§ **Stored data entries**
----

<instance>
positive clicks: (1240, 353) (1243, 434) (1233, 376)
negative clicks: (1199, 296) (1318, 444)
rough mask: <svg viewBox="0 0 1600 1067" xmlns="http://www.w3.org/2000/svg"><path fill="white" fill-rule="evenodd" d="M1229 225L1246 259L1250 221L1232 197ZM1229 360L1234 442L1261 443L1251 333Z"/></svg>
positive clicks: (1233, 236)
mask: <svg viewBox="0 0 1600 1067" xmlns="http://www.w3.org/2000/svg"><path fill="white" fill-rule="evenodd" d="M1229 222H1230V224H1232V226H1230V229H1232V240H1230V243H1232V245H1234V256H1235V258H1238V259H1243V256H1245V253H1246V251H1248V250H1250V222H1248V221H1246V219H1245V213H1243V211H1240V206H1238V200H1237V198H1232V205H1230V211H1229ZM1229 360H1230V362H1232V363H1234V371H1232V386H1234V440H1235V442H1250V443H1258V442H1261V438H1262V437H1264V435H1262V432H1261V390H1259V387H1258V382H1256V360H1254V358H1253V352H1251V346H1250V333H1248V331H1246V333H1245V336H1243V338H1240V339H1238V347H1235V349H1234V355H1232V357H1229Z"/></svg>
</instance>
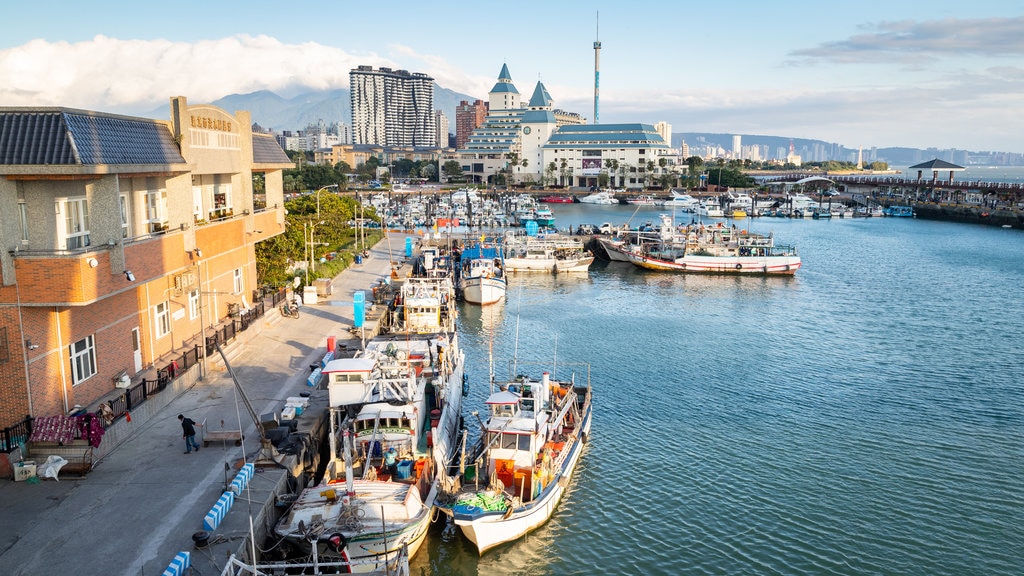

----

§ **TRY IT**
Rename "rough mask" to "coarse mask" throughout the lines above, keeping everything else as it is. Leave the pictures out of your answer.

§ **WRITTEN RESPONSE**
<instance>
positive clicks: (1240, 353) (1243, 434) (1233, 376)
negative clicks: (1199, 296) (1318, 444)
coarse mask: <svg viewBox="0 0 1600 1067" xmlns="http://www.w3.org/2000/svg"><path fill="white" fill-rule="evenodd" d="M1229 225L1246 259L1250 221L1232 197ZM1229 360L1234 442L1261 443L1251 333Z"/></svg>
positive clicks: (1233, 236)
mask: <svg viewBox="0 0 1600 1067" xmlns="http://www.w3.org/2000/svg"><path fill="white" fill-rule="evenodd" d="M1229 222H1230V224H1232V226H1230V229H1232V240H1230V243H1232V245H1234V256H1235V258H1238V259H1243V256H1245V253H1246V251H1248V250H1250V222H1248V221H1246V219H1245V213H1243V211H1240V206H1238V200H1237V198H1232V205H1230V211H1229ZM1229 360H1230V362H1232V363H1234V371H1232V386H1234V440H1235V442H1250V443H1258V442H1261V438H1262V437H1264V435H1262V432H1261V390H1259V387H1258V382H1256V360H1254V358H1253V352H1251V346H1250V333H1248V331H1246V333H1245V336H1243V338H1240V339H1238V347H1235V349H1234V355H1232V357H1229Z"/></svg>
</instance>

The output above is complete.